Excerpted data
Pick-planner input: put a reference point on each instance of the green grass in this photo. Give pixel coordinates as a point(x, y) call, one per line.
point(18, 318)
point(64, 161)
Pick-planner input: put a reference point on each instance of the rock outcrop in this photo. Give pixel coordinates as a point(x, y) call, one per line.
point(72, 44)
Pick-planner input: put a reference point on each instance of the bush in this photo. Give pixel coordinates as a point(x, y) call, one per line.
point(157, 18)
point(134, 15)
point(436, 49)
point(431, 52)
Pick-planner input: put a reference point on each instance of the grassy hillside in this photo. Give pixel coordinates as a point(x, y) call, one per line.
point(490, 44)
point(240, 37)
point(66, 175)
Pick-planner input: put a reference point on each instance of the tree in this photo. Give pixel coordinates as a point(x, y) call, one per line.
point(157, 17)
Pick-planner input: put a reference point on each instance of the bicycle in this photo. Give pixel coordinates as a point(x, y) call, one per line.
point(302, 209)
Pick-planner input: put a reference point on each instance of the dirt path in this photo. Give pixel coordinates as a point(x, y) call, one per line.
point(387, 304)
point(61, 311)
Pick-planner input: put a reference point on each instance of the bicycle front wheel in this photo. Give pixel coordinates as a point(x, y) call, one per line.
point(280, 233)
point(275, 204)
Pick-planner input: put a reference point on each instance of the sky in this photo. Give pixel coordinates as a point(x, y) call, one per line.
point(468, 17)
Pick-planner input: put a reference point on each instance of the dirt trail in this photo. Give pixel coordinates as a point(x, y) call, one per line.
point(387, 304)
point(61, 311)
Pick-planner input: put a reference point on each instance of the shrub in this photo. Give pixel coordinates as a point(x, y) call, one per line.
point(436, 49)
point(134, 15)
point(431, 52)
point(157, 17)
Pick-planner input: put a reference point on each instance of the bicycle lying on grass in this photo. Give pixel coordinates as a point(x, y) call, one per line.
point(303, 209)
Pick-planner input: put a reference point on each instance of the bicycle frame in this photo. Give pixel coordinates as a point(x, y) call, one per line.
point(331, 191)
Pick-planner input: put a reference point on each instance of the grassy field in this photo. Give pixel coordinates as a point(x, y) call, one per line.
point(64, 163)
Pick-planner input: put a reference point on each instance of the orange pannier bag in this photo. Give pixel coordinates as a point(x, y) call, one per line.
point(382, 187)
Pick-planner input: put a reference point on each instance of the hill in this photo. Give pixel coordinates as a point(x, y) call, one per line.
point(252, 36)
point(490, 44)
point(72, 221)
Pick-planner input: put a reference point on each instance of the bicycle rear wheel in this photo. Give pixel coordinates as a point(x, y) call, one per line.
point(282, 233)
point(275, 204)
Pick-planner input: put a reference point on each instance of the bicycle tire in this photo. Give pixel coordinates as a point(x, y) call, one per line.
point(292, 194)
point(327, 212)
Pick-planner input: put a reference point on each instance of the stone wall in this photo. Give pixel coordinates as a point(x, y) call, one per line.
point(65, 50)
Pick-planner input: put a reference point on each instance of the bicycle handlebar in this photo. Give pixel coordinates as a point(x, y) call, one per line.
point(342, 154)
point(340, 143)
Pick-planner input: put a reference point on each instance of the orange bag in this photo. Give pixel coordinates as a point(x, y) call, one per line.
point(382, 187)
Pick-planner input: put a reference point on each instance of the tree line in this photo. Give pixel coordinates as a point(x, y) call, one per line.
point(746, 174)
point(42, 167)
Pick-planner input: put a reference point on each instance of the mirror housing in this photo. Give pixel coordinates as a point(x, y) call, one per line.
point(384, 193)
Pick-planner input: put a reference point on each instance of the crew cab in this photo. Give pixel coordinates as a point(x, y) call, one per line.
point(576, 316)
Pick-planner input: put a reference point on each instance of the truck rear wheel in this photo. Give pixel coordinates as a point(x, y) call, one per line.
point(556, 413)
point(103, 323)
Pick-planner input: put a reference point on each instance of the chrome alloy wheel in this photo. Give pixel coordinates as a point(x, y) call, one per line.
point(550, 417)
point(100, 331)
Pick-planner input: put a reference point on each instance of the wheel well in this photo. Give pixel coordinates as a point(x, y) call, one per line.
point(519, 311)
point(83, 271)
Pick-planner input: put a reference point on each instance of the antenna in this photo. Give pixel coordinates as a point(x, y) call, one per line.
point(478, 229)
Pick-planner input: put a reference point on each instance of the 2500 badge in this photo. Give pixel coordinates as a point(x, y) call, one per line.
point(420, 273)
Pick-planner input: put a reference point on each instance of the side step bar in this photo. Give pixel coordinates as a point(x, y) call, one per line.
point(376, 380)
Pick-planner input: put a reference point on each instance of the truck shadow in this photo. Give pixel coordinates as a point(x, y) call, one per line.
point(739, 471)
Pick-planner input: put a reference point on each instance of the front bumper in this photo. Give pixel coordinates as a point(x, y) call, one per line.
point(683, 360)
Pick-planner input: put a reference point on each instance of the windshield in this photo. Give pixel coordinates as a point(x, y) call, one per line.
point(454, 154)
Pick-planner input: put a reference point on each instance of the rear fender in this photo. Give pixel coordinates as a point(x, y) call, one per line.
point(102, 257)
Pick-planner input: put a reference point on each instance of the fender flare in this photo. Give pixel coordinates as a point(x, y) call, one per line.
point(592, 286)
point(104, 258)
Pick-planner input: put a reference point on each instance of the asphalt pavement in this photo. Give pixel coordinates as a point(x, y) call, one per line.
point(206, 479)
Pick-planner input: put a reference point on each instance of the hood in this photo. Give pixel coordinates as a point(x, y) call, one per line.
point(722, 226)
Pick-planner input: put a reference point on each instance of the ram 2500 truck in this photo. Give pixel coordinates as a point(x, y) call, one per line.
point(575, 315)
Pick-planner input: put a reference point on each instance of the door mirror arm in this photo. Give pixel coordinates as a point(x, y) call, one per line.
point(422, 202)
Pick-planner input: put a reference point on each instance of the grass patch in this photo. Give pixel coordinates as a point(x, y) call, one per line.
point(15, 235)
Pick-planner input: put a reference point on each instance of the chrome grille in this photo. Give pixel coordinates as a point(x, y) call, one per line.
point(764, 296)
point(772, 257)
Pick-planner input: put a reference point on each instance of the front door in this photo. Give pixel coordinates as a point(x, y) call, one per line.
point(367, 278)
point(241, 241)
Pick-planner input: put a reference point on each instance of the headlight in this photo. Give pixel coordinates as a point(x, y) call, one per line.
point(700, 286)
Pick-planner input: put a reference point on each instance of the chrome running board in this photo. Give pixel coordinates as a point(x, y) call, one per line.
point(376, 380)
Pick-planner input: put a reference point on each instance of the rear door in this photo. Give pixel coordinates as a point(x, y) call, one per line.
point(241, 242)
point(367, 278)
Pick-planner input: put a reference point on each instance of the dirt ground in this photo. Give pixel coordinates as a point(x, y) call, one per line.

Given problem
Copy out all of the records above, replacing "reference point" with "marker" wherever it appears and leaving everything else unchanged.

Answer in full
Pick-planner input: put a marker on each instance of the green grass in this photo. Give pixel coordinates as a point(x, y) call, one per line.
point(18, 318)
point(64, 161)
Pick-planner input: put a marker on each instance of the rock outcrop in this photo. Give pixel coordinates as a point(x, y) call, one per line.
point(72, 44)
Pick-planner input: put a marker on each instance of the bush in this photo. Give pixel coordinates as a point(x, y) call, one per line.
point(157, 18)
point(134, 15)
point(436, 49)
point(431, 52)
Pick-planner input: put a marker on each instance of the grassy hillside in this photo. Give pixel coordinates as a point(x, y) call, one per line.
point(490, 44)
point(240, 37)
point(66, 175)
Pick-planner input: put a marker on each instance of the tree in this photo. Give pixel coordinates as a point(x, y) call, one per line.
point(157, 17)
Pick-planner input: put a marker on each instance of the bicycle in this photo. Give pixel coordinates as a point(x, y) call, one per line.
point(302, 209)
Pick-planner input: put a marker on each instance of the dirt path in this photo. Give pixel coordinates as a point(x, y) call, one per line.
point(387, 304)
point(61, 311)
Pick-planner input: put a marker on each instance of the bicycle front wheel in this photo. Give pixel coordinates as a point(x, y) call, one per line.
point(280, 233)
point(275, 204)
Pick-planner input: put a marker on each instance of the sky in this photo. Give pixel coordinates as a point(x, y) call, one per line.
point(468, 17)
Pick-planner input: put a marker on each instance of the dirt trail in this photo. Give pixel coordinates as a point(x, y) call, one per line.
point(387, 304)
point(61, 311)
Pick-planner input: put a marker on each instance of the shrub in this photo. Give pixel coordinates as a point(x, y) call, one per line.
point(436, 49)
point(134, 15)
point(431, 52)
point(157, 17)
Pick-planner input: put a marker on each instance of the bicycle lying on grass in this photo. Give pixel coordinates as a point(x, y) call, one per line.
point(303, 209)
Pick-planner input: put a marker on each instance of the bicycle frame in this photo. Give pixel coordinates as a point(x, y) call, one per line.
point(331, 191)
Pick-planner input: put a marker on each instance of the grassy field in this photo. Give pixel coordinates as a point(x, y) call, one per line.
point(64, 163)
Pick-planner input: put a marker on each instance of the orange pannier bag in this photo. Give pixel coordinates as a point(x, y) call, one per line.
point(382, 187)
Pick-planner input: put a marker on each instance of the hill in this photo. Give pixel coordinates as a point(x, y) call, one per line.
point(252, 36)
point(490, 44)
point(72, 221)
Pick-planner input: put a marker on each instance of the bicycle rear wheel in this photo. Give pixel coordinates as a point(x, y) call, one per line.
point(282, 233)
point(275, 204)
Pick-planner input: put a marker on each instance of the bicycle tire in this photo. Give pixel coordinates as a point(x, y) call, one per line.
point(292, 194)
point(327, 212)
Pick-planner input: put a marker on each instance of the stone wall in this photo. Give pixel coordinates as a point(x, y) call, one per line.
point(65, 50)
Pick-planner input: put a marker on each instance of the bicycle handlebar in this photo. Give pixel coordinates as a point(x, y) call, one per line.
point(342, 154)
point(340, 143)
Pick-planner input: put a marker on each instance of the orange bag in this photo. Give pixel coordinates as a point(x, y) call, one per line.
point(382, 187)
Pick-planner input: put a marker on each instance of the tree line in this photo. Give pixel coordinates as a point(x, y) call, one per line.
point(746, 174)
point(42, 167)
Pick-planner input: put a marker on each instance of the mirror housing in this photo. Give pixel coordinates as a point(x, y) call, one per line.
point(384, 193)
Pick-planner input: put a marker on each instance of the crew cab in this photo. Give pixel coordinates as a point(x, y) call, one per line.
point(576, 316)
Pick-planner input: put a marker on each instance of the truck rear wheel in this photo. Give pixel coordinates as a point(x, y) call, one per line.
point(556, 413)
point(103, 323)
Pick-planner input: put a marker on each instance of the chrome alloy wheel in this photo. Give pixel coordinates as a point(x, y) call, one per line.
point(550, 417)
point(100, 331)
Pick-planner input: put a marker on each instance of the wheel well in this photo. Give pixel coordinates as a point(x, y) call, one per line.
point(519, 311)
point(83, 271)
Pick-planner input: put a marker on each instance of the antenna in this photo. Give pixel coordinates as a point(x, y) call, one per line.
point(478, 229)
Pick-planner input: put a marker on each instance of the 2500 badge in this photo. Give pixel coordinates as a point(x, y) call, one per line.
point(420, 273)
Pick-planner input: put a marker on each instance of the side step bar in this photo. Give pixel coordinates as a point(x, y) call, one per line.
point(376, 380)
Pick-planner input: put a marker on each instance of the truck shadow in this photo. Give pixel coordinates as a point(x, y) call, one per line.
point(739, 471)
Pick-planner input: put a marker on each instance of the front bumper in this photo. Give pixel coordinates as a point(x, y) call, one per line.
point(683, 360)
Pick-planner input: put a marker on each instance of the windshield in this photo. Give pixel coordinates as a point(x, y) call, one per line.
point(454, 154)
Pick-planner input: put a marker on each instance of the rear fender in this photo. Give pixel coordinates as a point(x, y) call, one per line.
point(102, 257)
Pick-planner input: put a marker on each instance of the fender flare in this photo. Give pixel coordinates as a point(x, y) call, one per line.
point(592, 286)
point(104, 258)
Pick-planner input: put a marker on each instance of the asphalt pavement in this photo. Give pixel coordinates as a point(x, y) call, one per line.
point(206, 479)
Pick-planner input: put a marker on each instance of the hood in this photo. Give pixel coordinates as a point(x, y) call, one per line.
point(722, 226)
Pick-planner input: put a marker on each instance of the ram 2500 truck in this photo. Give pixel coordinates as a point(x, y) call, one per line.
point(575, 315)
Pick-planner input: put a marker on each instance of the door mirror arm in this photo. Give pixel coordinates as a point(x, y) call, one per line.
point(422, 202)
Pick-planner input: put a marker on each instance of the grass patch in this photo. Give pixel coordinates as a point(x, y) call, one per line.
point(15, 235)
Pick-planner input: put a marker on each instance of the chrome grille in this photo. Give pixel coordinates as a point(x, y) call, one per line.
point(764, 296)
point(772, 257)
Pick-planner input: put a marker on each instance of the front door in this photo. Give pixel coordinates as a point(x, y) call, one per line.
point(367, 278)
point(241, 241)
Pick-planner input: put a marker on each instance of the headlight in this photo. Give pixel coordinates as a point(x, y) call, one per line.
point(700, 286)
Pick-planner input: put a marker on each instance of the chrome running board in this photo. Give pixel coordinates as a point(x, y) call, one per line.
point(376, 380)
Pick-planner input: put a marker on each instance of the rear door in this photo. Give pixel coordinates as a point(x, y) call, one per line.
point(241, 242)
point(367, 278)
Pick-planner input: put a marker on each instance of the dirt ground in this photo. Give pixel coordinates as a point(x, y) call, one per line.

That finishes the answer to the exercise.